From the first line to the last, repeat the data exactly and drop the pictures.

[[ DATASET RECORDS open ]]

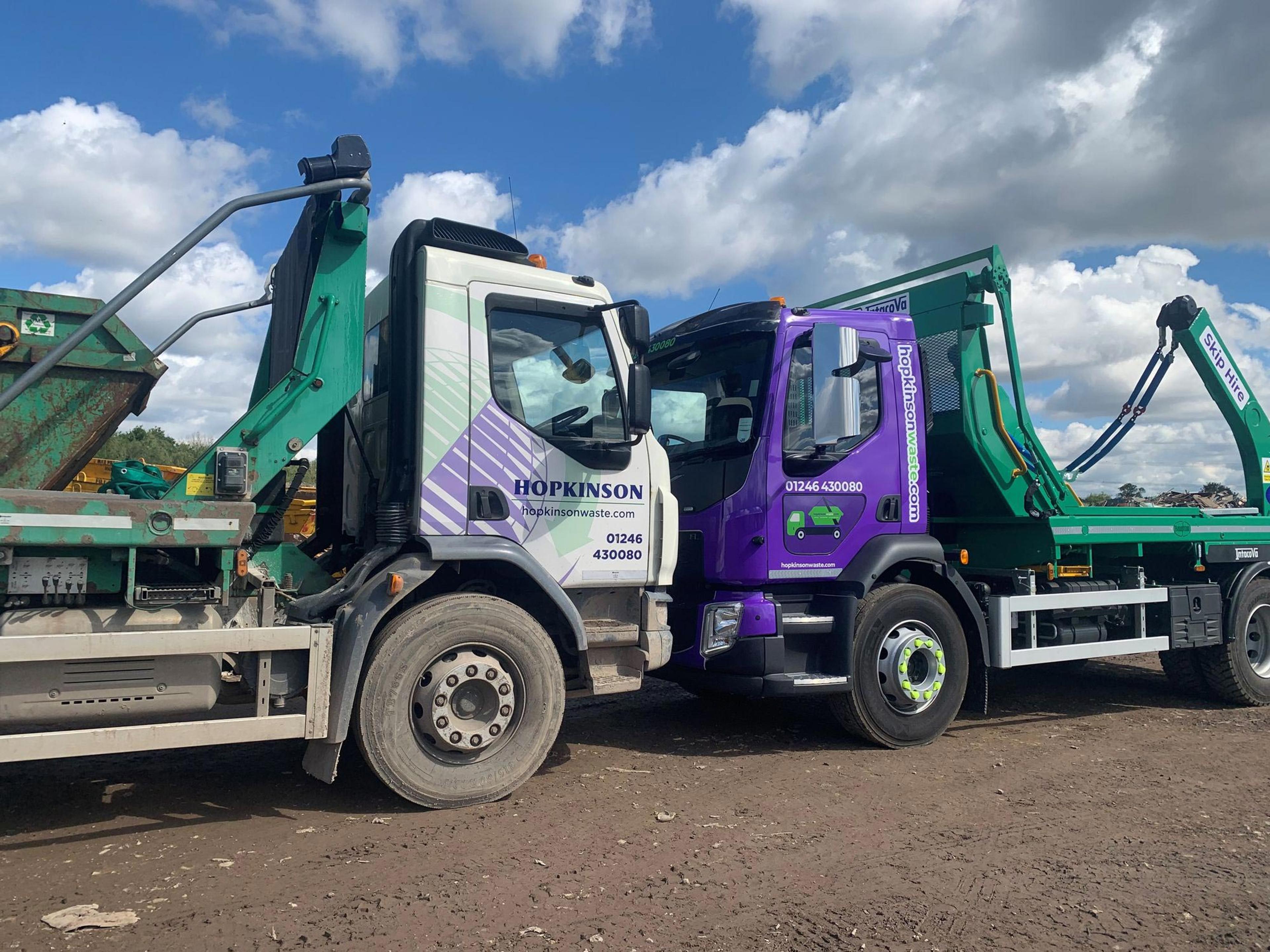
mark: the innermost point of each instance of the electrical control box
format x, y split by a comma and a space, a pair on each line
232, 473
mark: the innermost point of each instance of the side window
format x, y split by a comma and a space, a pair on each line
799, 444
556, 375
375, 364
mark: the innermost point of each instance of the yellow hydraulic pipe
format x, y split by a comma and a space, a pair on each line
1000, 423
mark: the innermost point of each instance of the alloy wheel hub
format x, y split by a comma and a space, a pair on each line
911, 667
465, 701
1256, 642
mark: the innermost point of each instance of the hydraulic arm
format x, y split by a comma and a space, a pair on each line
1193, 329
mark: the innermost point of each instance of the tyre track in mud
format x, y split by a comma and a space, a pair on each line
1085, 812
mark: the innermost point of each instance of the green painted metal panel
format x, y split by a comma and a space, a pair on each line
55, 428
50, 518
325, 374
977, 494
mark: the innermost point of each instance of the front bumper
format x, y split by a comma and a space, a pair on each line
754, 668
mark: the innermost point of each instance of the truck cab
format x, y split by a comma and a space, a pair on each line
797, 445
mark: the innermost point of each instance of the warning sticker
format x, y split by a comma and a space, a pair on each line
40, 324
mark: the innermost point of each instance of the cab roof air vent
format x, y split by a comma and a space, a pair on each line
473, 239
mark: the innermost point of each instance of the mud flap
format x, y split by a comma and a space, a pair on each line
976, 700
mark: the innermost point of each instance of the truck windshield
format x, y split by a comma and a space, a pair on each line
708, 395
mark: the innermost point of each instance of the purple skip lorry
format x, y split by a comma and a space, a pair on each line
797, 442
868, 513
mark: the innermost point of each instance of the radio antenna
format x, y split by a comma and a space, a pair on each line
516, 231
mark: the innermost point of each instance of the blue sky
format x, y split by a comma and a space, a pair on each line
662, 97
679, 148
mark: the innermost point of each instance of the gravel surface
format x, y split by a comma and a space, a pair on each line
1093, 810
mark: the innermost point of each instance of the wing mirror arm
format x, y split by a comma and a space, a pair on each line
869, 353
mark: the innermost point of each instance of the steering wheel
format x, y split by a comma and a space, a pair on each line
563, 419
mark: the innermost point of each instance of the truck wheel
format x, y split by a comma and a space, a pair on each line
910, 666
461, 701
1240, 671
1184, 672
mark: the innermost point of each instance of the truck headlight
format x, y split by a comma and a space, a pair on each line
721, 626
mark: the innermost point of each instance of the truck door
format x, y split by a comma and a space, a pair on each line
827, 502
550, 464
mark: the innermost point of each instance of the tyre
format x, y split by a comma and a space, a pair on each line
1240, 671
461, 701
910, 666
1185, 673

[[ DATASET RECORDS closed ]]

- FINISHED EXERCISE
mark: the innermost point of each instance of the electrical control box
format x, y split by a comma and a space, a pair on each line
232, 473
mark: the innermost point of each instance of the side window
format x, y split by a comma and a space, a pair on each line
799, 444
556, 375
375, 364
mark: the innermost point of each instance of the yellow hydraulic pipe
format x, y split by a comma and a space, a pair on each line
1000, 423
mark: the innermost point of each instance of the alloy wheel hub
format x, y split by a comma and a space, a pair on each line
911, 667
465, 701
1256, 642
mark: the innermost point of each instance of the hydraulic arm
format x, y split by a comma and a space, a pair on each line
1193, 329
mark: the innermost point of each instance of the tyre track in mud
format x, y split by a comma and a space, a pair on each line
1085, 812
mark: the innermost point of each instance of the green painted metal panel
format x, y split by a comma and a space, a pair on each line
55, 428
50, 518
325, 374
977, 494
mark: the innermost point of each instance of the front bumper
format x, y split by a comma and a space, a pair on each line
754, 668
mark: the innermost point of each instance of the truck cab
format x, y split by a comma and a space, a pair on each line
797, 445
mark: the innermost point of each instance of the warning sticker
format x, y split by a comma and a space, a pair on each line
40, 324
mark: the innermost point of each instance of the cab roof air vent
format x, y split by a comma and a space, a pair on each line
473, 239
mark: the innermost point of each instance of the mud flap
format x, y split by a comma and a space, a pair on each line
976, 700
mark: the innermost point of each instance of the truck windshield
format x, y split by a comma and a space, a pair on each line
708, 395
mark: the innermost point of each instance of the purple skip lorry
format x, y split by a comma and a space, a pair on each line
797, 442
868, 513
mark: the innermost point of each instance of the radio antenna
format x, y split by a comma and a space, a pair on each line
516, 231
mark: the innermost point of each instance of the blue sky
format x, y split by a comma and a space, a pair on each line
662, 97
679, 148
mark: the innermost point of each instance of the gravel surface
format x, y split by a comma and a space, a pair on each line
1093, 810
mark: the innermost point of each instance of the wing mirror arm
format x, y split by a comma and a space, a pair on each line
869, 353
mark: the innermost point of each instance of the steering wheel
format x, y split by a comma and a space, a pair on each line
563, 419
mark: the innermost point of each instance of the truck wheel
format x, y split by a comma and a space, a pair on each line
910, 666
461, 701
1240, 671
1184, 672
mark: the innermost point of each instance of the truck headlight
format x, y split by a comma and a space, a pair on each line
721, 626
mark: the innermost point of each instance of the truck door
format x, y split by a comma and a space, a pair on each line
827, 502
550, 464
mark: the innermost point of each instance of the tyre
format x, y split by a comma and a space, a pair on each line
1240, 671
461, 701
910, 666
1185, 673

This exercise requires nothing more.